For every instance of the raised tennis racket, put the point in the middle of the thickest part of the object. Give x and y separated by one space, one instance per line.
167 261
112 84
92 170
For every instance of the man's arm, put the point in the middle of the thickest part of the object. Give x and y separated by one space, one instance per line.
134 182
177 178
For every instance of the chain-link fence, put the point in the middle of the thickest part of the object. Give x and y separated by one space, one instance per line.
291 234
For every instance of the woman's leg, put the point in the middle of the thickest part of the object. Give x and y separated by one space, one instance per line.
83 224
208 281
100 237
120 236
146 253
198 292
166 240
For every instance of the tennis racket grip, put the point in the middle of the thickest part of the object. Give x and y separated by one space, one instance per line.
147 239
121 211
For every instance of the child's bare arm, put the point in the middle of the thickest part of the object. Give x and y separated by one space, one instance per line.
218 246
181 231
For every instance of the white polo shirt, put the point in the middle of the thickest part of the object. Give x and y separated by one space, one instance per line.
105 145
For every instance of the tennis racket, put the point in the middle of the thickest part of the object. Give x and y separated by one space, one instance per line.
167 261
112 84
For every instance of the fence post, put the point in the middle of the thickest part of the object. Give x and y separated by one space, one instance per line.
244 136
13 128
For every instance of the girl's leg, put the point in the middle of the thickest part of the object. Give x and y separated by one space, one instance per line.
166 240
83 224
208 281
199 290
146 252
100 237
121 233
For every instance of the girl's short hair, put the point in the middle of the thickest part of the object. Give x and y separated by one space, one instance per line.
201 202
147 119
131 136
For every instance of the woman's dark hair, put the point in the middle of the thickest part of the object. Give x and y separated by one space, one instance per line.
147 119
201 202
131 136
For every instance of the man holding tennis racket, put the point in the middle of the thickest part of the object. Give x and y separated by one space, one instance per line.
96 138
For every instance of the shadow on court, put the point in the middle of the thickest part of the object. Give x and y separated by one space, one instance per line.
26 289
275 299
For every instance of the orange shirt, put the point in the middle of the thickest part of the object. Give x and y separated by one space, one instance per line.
********
Recopiez tels quels tous les enregistrements ci-dessus, du premier au dernier.

=== RÉPONSE ATTENDUE ===
For every instance of the raised tennis racket, put the point in the middle of the thickest part of the object. Give x and y separated by one space, one instance per line.
167 261
112 84
92 170
For every instance of the man's arm, put the point in the middle of the thickest part of the object. Give x and y separated by one space, one instance per line.
134 182
177 178
For every instance of the chain-link fence, put the point in the middle of the thickest part of the object. Give x and y separated by one space, one instance per line.
291 234
For every instance of the woman's leg, put the point in the middle of the thickest part of the object. Give x and y separated by one space, one instance per line.
83 224
208 281
100 237
120 236
146 253
198 292
166 240
For every instance of the tennis racket grip, put the point in the middle of the thickest part of the object. Give x and y separated by one space, one instance per line.
147 239
121 211
For every instance of the child's bare arm, put the point in the middle of the thickest part of the object. Give x and y separated by one space, one instance per line.
218 246
181 231
For every instance of the white polo shirt, put the point in the middle of the thickest part of the object. Give x and y separated by one space, one instance per line.
105 145
For every instance of the tennis racket, put the point in the middle of the thickest part of the object. Give x and y separated by one space, one instance per line.
167 261
112 84
For every instance of the fence post, put the point in the middle of the thickest part of the object. Give x and y separated by one space, one instance per line.
244 136
13 128
For every instance of the girl's leg, put the point in the middle of the thickest part of the object. Give x and y separated by one space, one instance per line.
166 240
83 224
208 281
199 290
146 252
100 237
121 233
For every instance of the girl's short hair, put the point in the middle of the thickest part of the object. Give x and y separated by one space, one instance per line.
201 202
147 119
131 136
For every instance of the woman's dark hair, put the point in the middle of the thickest part of the object. Give x and y separated by one space, one instance per line.
147 119
201 202
131 136
For every instance of the man holding tennis racket, put the point in the middle of the thickest part of the object. Give x and y separated by one space, one instance per line.
96 138
For every instance of the shadow on court, put the point in the middle of the thickest part of the object. Give x and y separated by one space, one instance per line.
26 289
275 299
For every instance of the orange shirt, put the point in the middle of the thickest part of the object. Give x and y separated by one space, one instance per line.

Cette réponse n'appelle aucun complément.